▸ TEXT PASSAGE

--- START ---

I’ve only had a bit of
practice, but when I sit still with my eyes closed and block out the outside
world with a repeated phrase, my mind will sometimes drift. I’ve been trying to sit for twenty minutes,
although I often inadvertently rouse myself after about fifteen – which hasn’t
seemed to be quite enough, for either me or Dr. Feynman. But I get the feeling that it has to be
continuous. Once I’ve opened my eyes and
glanced at the clock, I stop for the day.
Even if nothing much has happened.
On these days, I console myself with a quote from Maharishi Mahesh Yogi that I learned from Bob Roth’s Strength in Stillness: “Even in a shallow dive, you still get wet.”
I begin by stretching –
although I’m practicing in a relatively distracting environment, it seems
reasonable to minimize the distractions of my own body. I try not to move while meditating, and it’d
be harder to maintain a single posture if I could feel my body ache.
After I close my eyes, the
first few minutes typically feel like a waste of time. I’m sitting there repeating a nonsense phrase
and I can’t help but think of the myriad other things that I ought to be doing.
As long as I can force
myself to keep at it, though, the experience changes. More becomes different. Undulating phosphenes blossom in the umber
field of my closed eyes. Sometimes I
slip into reverie; if I catch myself daydreaming, I’ll resume intoning my bit
of Sanskrit, which helps me set aside whatever vein of thought led me astray.
Nobody is totally sure why we need sleep, but recent results have suggested that nitrogenous waste and other metabolic toxins can only be cleared from brain cells while we’re snoozing. If you stay awake too long, trash piles up along the roadways of your mind, and all that junk prevents learning, memory formation, and attentiveness.
During my classes in jail, I often work with men who have stayed awake for weeks at a time by taking methamphetamine – they’ve experienced a wide variety of hallucinations, paranoia, and mental turmoil. Amphetamines aren’t very toxic, but loss of sleep can seriously damage a person’s brain.
One day without sleep
won’t kill you. Luckily so – since
having kids, there have been many nights when a little one wakes up screaming
and I never get to rest. But more is
different. After three days without
sleep, the shadow people start talking.

--- END ---

▸ PROBLEMS TO SOLVE
1. Answer these about the text on meditation:
(a) How long does the writer try to sit for each session?
(b) From which book did the writer learn the quote from Maharishi Mahesh Yogi?
(c) What drug did the men in the writer's jail classes take to stay awake for weeks?
2. Revise the text on meditation from "After I close" to "led me astray.", changing "nonsense phrase" to "meaningless phrase".

▸ PROVIDED INFORMATION
--- START ---

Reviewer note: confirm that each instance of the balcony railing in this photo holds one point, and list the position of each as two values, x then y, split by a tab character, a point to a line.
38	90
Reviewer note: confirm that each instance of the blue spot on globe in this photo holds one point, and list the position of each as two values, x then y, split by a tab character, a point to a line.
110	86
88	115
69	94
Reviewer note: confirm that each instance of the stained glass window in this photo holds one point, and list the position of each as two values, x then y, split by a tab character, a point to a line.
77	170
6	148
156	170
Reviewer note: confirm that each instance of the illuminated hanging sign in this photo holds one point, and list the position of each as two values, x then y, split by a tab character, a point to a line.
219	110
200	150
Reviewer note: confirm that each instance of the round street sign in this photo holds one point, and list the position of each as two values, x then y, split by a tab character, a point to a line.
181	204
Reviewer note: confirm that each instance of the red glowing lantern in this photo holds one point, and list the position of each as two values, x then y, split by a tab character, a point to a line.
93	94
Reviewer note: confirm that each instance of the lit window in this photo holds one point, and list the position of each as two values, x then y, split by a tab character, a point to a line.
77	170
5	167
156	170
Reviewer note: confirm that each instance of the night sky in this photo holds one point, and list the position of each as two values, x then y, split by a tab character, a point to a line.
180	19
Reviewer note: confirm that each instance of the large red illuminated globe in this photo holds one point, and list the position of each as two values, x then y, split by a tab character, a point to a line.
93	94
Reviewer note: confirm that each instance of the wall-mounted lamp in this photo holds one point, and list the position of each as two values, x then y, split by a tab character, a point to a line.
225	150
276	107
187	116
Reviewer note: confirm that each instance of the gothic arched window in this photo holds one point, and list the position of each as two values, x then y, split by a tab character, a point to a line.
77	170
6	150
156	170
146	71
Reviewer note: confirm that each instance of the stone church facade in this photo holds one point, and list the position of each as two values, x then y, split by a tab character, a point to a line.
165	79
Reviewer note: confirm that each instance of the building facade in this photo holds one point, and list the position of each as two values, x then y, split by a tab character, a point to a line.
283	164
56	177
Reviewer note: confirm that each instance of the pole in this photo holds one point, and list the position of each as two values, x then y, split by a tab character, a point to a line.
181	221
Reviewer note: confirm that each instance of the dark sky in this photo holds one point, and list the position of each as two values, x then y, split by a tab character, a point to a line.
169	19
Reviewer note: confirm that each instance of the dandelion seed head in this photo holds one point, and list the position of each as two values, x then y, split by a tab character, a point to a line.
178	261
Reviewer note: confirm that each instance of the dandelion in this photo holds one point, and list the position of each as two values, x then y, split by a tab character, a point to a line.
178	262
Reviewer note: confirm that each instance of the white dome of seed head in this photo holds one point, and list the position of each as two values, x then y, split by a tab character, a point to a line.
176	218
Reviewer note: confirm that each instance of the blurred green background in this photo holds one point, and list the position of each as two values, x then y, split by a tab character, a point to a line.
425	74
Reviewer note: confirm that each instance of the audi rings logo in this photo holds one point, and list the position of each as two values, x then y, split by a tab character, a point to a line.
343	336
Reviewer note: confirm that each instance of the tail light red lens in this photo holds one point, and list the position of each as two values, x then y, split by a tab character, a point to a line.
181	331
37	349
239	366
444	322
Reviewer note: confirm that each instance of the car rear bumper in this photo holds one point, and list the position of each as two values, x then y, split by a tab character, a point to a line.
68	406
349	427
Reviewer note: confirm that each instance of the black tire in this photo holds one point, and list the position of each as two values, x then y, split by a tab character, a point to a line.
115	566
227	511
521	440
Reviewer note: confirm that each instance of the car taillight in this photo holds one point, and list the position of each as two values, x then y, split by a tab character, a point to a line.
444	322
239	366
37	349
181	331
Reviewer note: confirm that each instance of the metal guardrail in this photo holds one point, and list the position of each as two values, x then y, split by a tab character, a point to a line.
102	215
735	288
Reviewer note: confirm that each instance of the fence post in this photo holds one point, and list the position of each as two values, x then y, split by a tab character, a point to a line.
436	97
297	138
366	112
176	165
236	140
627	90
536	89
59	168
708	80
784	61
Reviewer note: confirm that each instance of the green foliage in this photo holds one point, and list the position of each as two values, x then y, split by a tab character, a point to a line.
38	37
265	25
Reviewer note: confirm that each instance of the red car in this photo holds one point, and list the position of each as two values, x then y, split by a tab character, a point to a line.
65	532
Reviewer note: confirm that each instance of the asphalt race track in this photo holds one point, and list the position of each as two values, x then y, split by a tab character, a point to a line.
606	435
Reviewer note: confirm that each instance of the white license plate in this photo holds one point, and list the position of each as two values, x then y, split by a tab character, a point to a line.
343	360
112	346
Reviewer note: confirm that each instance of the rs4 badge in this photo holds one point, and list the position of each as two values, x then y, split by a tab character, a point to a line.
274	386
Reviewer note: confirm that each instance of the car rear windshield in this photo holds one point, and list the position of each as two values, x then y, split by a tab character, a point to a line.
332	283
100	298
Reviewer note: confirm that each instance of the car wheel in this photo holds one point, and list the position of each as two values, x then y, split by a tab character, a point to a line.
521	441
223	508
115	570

--- END ---

▸ ANSWERS TO THIS EXERCISE
1.
(a) Twenty minutes.
(b) Bob Roth's Strength in Stillness.
(c) Methamphetamine.

2.
After I close my eyes, the
first few minutes typically feel like a waste of time. I’m sitting there repeating a meaningless phrase
and I can’t help but think of the myriad other things that I ought to be doing.
As long as I can force
myself to keep at it, though, the experience changes. More becomes different. Undulating phosphenes blossom in the umber
field of my closed eyes. Sometimes I
slip into reverie; if I catch myself daydreaming, I’ll resume intoning my bit
of Sanskrit, which helps me set aside whatever vein of thought led me astray.